WORK REQUIRED: Could you reproduce, word for word, the lines of the data below, starting with the line that contains "formatted as [647,553]." and continuing through the final line of the data?

TASK INPUT:
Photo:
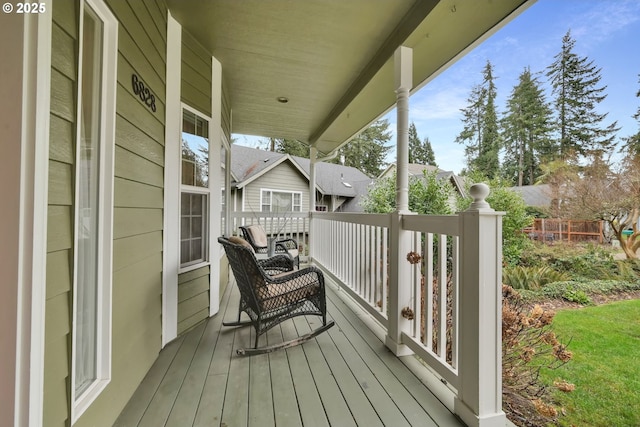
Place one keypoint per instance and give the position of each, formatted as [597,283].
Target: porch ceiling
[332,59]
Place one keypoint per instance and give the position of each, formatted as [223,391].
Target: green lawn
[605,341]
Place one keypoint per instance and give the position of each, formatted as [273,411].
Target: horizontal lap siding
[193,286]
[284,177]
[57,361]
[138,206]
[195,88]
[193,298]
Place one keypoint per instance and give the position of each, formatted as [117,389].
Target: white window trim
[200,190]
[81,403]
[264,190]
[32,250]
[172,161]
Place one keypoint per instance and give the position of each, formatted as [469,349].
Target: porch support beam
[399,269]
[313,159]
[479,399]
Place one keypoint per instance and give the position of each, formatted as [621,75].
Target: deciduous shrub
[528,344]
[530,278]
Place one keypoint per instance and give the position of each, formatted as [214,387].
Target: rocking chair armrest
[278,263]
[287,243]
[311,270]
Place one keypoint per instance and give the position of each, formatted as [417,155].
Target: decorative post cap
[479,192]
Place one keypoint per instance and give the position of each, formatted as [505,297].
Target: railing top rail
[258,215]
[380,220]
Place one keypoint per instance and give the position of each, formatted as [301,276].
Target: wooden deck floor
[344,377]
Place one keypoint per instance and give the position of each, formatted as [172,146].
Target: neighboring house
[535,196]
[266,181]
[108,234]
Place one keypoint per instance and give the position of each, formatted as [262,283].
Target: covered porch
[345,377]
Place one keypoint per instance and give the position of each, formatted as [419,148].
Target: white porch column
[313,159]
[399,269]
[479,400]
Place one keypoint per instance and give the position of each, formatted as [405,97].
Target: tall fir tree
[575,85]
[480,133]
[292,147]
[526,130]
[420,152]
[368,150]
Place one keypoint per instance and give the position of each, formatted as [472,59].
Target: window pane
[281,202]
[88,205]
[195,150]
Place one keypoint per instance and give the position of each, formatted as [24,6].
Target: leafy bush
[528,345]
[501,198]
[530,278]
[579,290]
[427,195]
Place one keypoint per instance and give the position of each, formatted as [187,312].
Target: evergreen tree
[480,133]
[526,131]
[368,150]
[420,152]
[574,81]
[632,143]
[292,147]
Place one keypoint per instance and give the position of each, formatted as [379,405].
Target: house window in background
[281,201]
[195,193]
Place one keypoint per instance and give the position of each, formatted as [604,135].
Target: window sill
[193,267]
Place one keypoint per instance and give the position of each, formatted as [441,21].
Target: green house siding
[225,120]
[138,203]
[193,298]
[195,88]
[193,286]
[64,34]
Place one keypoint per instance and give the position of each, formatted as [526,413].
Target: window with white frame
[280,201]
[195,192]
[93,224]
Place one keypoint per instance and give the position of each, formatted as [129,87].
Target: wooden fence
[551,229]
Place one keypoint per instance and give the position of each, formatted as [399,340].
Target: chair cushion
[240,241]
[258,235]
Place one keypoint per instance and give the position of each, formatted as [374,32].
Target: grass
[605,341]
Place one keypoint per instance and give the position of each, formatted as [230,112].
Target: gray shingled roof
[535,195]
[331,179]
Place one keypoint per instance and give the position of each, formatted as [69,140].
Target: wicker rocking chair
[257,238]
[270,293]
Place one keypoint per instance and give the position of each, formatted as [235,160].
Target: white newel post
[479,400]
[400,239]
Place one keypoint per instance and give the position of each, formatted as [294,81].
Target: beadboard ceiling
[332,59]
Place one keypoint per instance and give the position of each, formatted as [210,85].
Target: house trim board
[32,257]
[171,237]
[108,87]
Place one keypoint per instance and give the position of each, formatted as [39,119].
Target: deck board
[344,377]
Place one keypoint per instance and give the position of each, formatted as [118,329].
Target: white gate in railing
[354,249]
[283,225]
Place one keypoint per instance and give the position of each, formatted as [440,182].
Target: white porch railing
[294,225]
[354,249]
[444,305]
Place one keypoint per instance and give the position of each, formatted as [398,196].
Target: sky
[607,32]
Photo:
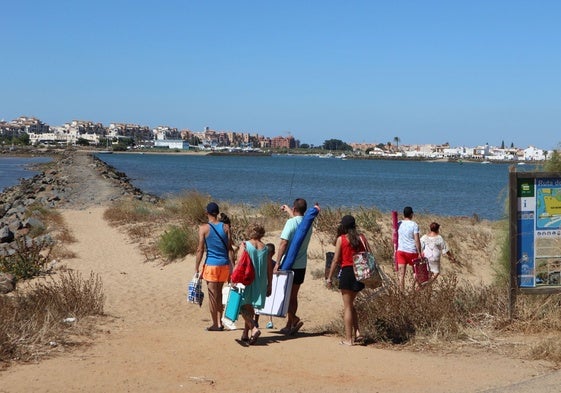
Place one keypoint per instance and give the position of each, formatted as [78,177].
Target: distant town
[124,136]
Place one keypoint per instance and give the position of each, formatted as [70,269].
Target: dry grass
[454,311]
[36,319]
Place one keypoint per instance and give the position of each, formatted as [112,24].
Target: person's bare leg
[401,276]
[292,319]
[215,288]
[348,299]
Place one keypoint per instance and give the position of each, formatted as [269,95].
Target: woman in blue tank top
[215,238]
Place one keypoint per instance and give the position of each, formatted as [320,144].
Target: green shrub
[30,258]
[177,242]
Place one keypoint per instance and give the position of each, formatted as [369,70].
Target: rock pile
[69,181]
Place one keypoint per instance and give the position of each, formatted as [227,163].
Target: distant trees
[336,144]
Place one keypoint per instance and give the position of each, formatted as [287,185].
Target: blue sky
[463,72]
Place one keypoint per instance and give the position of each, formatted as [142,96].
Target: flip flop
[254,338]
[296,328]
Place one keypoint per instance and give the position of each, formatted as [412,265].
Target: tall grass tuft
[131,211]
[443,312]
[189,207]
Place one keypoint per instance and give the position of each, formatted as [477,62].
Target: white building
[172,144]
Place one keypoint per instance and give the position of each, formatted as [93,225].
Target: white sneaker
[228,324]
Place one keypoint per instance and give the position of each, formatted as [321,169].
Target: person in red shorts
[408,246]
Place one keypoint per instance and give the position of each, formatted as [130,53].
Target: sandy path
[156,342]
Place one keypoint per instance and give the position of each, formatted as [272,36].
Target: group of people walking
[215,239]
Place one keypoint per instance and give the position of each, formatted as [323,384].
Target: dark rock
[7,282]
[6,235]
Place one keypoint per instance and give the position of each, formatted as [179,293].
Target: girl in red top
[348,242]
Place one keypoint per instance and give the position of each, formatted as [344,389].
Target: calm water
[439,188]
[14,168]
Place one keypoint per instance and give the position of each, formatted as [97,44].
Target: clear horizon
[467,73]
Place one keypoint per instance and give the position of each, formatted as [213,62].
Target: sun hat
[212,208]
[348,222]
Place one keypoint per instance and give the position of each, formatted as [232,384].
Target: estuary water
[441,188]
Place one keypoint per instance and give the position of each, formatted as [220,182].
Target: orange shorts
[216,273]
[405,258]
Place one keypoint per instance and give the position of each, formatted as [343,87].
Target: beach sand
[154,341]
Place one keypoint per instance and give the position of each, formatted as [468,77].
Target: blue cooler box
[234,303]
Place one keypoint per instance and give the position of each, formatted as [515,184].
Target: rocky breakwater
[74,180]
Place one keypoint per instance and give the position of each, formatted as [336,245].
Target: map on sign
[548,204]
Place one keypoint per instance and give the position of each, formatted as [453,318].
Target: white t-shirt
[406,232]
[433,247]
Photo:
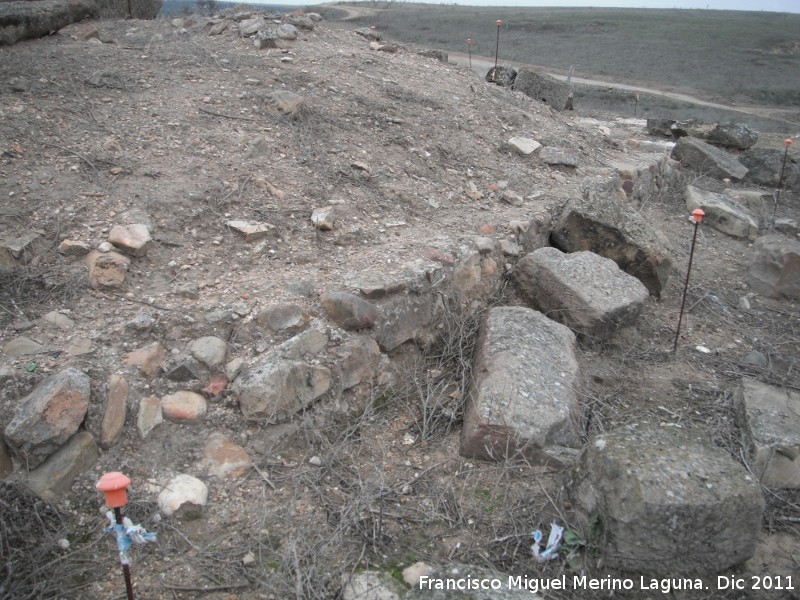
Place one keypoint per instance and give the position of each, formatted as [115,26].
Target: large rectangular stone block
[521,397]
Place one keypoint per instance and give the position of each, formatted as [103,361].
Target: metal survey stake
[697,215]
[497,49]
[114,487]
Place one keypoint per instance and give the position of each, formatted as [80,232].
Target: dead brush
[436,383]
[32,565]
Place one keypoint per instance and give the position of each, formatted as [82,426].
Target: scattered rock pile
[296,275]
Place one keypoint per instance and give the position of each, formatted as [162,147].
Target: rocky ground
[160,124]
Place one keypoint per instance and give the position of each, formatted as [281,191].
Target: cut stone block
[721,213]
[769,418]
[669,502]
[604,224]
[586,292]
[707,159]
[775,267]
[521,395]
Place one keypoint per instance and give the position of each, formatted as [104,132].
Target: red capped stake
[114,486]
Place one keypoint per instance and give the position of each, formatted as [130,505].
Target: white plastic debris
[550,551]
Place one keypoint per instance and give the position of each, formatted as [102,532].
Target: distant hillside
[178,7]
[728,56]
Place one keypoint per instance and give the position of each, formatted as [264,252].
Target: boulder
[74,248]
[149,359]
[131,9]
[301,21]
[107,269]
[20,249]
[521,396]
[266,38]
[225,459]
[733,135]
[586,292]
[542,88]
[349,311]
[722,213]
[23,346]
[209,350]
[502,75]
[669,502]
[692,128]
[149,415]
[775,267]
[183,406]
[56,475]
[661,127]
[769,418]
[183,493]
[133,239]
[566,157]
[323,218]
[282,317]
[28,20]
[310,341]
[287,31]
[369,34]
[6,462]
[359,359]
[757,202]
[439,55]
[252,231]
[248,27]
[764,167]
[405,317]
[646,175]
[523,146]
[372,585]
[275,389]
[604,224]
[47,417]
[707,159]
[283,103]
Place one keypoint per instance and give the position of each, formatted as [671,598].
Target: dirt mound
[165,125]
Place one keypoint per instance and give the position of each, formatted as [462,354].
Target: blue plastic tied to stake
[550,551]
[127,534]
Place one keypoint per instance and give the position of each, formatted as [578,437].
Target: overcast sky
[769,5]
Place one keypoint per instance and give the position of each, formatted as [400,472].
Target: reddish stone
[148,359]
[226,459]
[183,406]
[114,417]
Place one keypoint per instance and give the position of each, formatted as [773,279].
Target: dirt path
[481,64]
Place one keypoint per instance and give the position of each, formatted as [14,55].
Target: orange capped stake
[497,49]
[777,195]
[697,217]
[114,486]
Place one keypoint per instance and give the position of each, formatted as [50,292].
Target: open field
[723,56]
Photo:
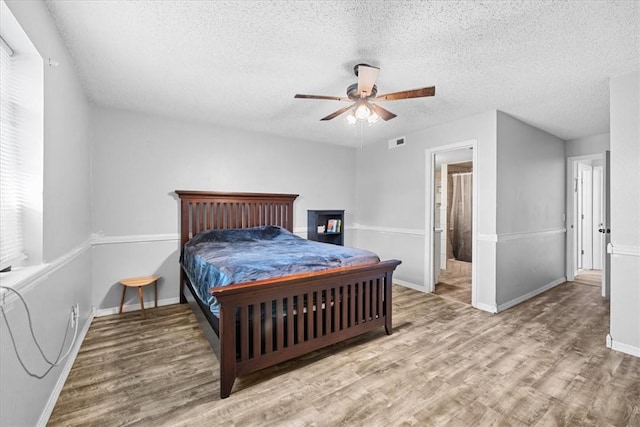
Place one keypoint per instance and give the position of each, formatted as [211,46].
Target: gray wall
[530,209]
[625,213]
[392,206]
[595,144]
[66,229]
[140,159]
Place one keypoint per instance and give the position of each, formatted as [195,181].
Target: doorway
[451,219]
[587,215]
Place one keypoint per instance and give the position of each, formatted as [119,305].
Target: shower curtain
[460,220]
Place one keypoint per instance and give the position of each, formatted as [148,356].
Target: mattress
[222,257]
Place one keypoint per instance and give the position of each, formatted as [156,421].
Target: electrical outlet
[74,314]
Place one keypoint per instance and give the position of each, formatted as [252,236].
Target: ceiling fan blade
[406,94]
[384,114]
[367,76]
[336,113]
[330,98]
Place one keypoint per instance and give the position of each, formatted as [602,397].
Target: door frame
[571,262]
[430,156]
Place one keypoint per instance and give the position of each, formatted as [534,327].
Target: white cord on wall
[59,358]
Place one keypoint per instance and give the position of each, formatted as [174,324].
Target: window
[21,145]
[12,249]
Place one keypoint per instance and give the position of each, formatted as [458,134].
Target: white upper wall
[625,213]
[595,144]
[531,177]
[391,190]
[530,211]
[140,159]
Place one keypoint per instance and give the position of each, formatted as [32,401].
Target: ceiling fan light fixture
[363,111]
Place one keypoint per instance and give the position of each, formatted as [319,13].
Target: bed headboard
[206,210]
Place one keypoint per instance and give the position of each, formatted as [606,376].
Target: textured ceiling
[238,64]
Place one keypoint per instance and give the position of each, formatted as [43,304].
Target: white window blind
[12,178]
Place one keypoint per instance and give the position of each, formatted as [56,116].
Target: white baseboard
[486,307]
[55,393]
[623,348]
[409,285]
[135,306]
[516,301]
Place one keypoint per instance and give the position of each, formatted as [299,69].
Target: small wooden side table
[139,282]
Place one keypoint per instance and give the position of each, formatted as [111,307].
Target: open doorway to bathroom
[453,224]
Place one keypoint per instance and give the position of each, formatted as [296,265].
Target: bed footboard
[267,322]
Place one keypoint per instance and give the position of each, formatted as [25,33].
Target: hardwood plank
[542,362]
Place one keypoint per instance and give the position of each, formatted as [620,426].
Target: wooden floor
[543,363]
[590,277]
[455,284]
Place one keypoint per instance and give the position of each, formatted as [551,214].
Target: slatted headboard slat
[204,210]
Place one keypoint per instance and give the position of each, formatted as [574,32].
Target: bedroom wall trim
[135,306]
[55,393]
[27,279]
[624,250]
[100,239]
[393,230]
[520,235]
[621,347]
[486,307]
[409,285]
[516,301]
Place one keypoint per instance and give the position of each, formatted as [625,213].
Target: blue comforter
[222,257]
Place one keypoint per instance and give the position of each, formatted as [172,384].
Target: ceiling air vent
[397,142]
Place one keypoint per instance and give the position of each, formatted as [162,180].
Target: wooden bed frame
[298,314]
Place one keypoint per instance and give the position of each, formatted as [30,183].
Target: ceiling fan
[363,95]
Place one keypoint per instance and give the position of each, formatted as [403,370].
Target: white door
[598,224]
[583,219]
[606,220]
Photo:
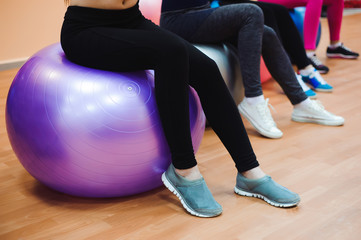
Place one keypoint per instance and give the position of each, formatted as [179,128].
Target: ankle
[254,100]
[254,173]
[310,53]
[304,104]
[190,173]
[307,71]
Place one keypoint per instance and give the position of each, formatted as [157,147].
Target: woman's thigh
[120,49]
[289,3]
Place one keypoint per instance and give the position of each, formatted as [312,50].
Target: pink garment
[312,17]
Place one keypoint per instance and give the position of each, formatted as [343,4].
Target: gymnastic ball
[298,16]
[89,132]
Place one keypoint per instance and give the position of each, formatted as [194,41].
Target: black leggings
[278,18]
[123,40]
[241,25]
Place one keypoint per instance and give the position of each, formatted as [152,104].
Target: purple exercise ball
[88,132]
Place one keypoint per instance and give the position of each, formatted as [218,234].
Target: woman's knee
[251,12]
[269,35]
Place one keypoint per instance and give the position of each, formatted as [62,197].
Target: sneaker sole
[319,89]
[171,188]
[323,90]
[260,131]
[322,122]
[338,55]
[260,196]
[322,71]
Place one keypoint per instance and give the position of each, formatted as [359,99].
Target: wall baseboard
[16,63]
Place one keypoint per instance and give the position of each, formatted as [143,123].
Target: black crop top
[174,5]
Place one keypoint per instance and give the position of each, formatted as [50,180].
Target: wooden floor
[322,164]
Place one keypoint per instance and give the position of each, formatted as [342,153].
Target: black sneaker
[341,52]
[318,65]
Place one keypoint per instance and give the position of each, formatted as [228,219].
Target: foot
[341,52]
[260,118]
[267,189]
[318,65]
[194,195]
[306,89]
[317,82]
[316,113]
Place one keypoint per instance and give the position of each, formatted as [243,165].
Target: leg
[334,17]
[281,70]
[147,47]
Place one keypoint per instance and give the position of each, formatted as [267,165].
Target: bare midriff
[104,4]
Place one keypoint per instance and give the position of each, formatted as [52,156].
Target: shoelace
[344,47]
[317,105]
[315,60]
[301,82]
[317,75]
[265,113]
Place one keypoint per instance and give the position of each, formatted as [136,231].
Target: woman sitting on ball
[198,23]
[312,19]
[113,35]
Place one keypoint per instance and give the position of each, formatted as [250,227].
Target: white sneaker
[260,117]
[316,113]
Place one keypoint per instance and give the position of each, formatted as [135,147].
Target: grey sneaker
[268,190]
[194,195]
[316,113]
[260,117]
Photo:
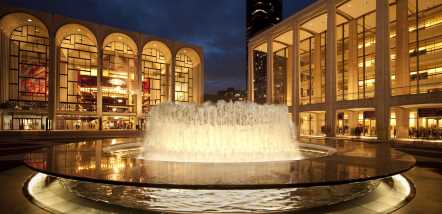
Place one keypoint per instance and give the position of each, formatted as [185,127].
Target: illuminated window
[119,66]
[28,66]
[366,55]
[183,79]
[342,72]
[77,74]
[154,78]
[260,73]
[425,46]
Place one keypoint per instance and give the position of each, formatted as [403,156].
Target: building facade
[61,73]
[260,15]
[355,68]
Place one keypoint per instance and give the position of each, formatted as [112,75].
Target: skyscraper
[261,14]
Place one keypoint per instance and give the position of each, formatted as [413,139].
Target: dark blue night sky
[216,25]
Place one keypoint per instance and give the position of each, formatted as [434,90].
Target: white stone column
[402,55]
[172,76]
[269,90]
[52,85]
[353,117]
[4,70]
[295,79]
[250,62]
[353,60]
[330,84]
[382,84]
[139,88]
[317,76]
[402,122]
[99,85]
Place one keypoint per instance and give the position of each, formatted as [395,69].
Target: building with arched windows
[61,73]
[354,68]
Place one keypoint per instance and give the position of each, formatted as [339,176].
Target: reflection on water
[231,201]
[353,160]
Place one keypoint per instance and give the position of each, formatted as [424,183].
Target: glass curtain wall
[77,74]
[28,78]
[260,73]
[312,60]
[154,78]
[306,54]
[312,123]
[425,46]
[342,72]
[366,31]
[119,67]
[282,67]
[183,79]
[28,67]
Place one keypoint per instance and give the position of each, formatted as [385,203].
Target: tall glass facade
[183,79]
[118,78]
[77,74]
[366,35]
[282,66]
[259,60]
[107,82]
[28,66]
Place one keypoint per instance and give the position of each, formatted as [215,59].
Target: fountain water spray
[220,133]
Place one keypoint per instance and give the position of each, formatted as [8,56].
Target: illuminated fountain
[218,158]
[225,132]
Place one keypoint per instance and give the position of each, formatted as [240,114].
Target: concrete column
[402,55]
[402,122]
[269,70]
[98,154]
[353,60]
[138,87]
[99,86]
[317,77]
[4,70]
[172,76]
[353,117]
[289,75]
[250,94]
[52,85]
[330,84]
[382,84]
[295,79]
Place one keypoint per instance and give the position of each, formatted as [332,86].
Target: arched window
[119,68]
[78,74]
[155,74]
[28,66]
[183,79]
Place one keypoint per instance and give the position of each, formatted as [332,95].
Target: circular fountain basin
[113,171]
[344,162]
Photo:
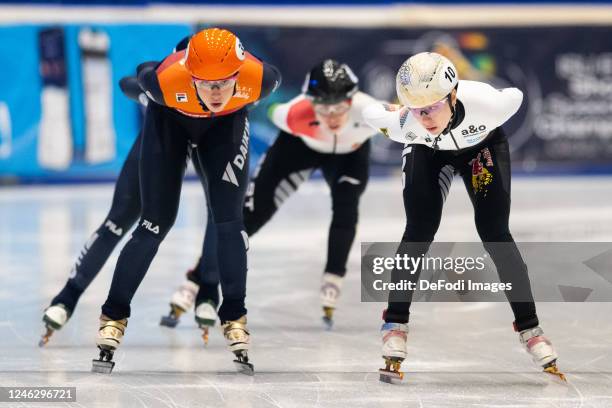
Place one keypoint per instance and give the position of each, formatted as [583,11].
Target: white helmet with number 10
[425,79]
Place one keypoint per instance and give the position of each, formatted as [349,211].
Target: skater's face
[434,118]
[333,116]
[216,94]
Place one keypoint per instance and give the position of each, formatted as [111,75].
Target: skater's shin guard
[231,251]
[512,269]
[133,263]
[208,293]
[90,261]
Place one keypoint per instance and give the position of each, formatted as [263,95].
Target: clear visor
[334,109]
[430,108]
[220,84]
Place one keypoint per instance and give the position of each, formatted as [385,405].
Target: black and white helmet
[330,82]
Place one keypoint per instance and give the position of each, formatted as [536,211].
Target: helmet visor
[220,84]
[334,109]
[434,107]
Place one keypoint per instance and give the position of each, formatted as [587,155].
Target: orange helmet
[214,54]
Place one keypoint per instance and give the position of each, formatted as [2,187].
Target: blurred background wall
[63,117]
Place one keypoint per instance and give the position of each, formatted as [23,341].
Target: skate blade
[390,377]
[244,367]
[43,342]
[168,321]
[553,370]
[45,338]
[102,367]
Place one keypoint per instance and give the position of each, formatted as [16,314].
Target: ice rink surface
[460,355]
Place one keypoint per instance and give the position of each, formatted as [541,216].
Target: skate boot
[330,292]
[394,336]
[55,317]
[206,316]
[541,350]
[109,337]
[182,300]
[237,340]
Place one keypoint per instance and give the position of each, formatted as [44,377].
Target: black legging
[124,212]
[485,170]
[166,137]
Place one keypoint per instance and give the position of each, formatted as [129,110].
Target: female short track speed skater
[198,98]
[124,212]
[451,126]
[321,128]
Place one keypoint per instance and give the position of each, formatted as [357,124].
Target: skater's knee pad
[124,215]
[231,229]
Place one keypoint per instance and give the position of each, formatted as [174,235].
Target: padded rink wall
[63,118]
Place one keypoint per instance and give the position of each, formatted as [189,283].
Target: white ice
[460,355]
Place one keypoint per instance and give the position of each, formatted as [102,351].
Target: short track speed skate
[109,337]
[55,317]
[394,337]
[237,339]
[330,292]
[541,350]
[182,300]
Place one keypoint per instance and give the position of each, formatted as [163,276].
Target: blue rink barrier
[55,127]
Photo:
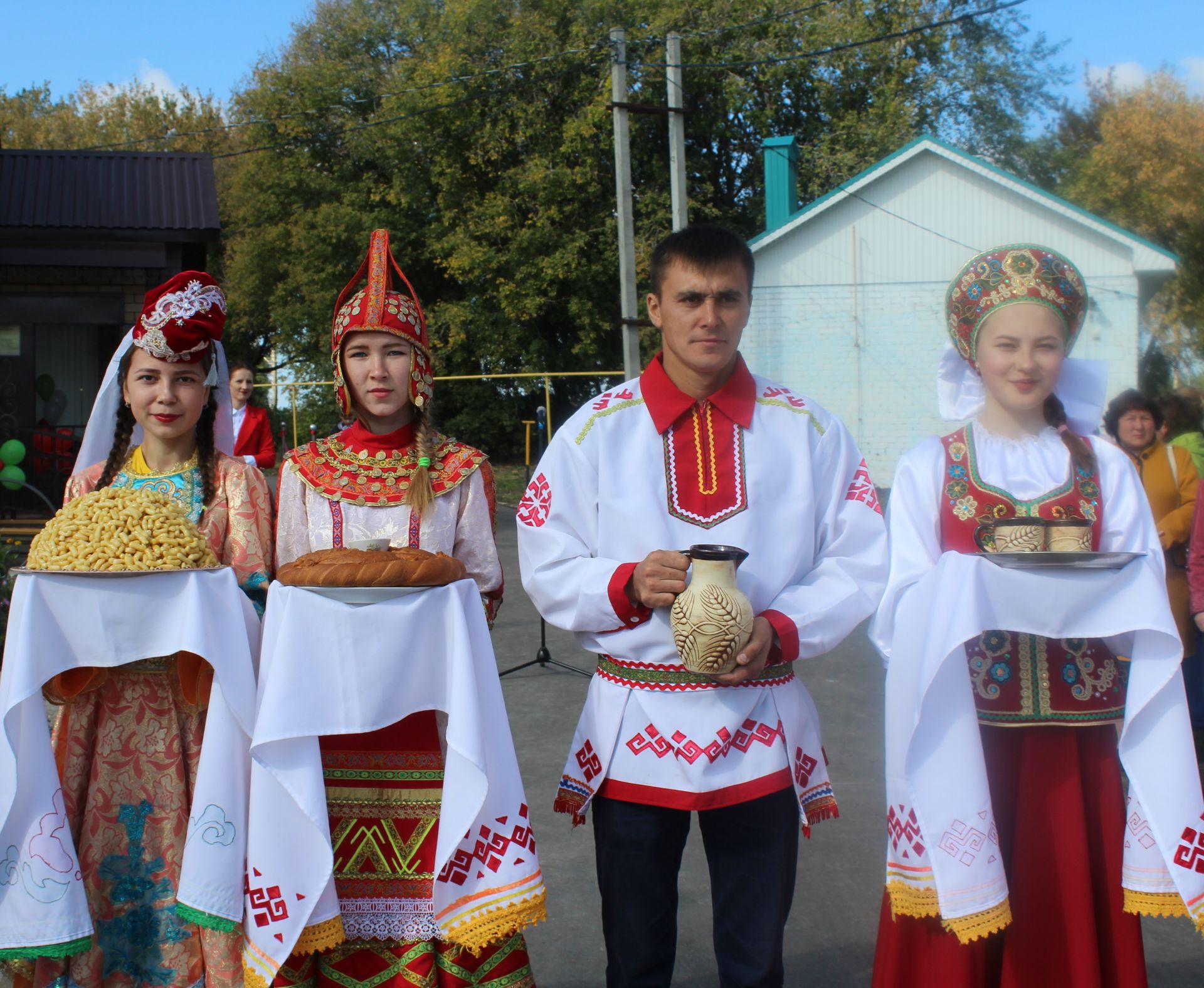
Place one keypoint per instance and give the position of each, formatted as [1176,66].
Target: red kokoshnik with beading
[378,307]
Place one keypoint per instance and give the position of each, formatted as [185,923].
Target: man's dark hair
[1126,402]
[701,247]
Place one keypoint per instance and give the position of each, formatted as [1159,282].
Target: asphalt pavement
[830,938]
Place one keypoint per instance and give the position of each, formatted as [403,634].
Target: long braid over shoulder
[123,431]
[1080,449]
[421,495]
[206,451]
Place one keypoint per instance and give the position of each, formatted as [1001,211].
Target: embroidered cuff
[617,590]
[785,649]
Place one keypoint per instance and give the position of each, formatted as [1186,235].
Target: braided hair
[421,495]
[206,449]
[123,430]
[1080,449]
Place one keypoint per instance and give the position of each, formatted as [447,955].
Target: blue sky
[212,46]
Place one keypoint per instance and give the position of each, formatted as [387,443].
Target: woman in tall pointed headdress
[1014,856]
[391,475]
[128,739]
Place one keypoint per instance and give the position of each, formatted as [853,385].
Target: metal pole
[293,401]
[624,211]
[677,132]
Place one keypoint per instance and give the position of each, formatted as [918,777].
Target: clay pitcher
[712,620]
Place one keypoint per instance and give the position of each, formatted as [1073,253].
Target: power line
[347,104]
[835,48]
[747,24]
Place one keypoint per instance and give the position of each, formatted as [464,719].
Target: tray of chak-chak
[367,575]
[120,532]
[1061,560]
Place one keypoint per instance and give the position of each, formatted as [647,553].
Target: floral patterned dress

CORRECT OUTPUT:
Place one keypoint per instance and give the position of each, formatted as [647,553].
Target: floral patterned dress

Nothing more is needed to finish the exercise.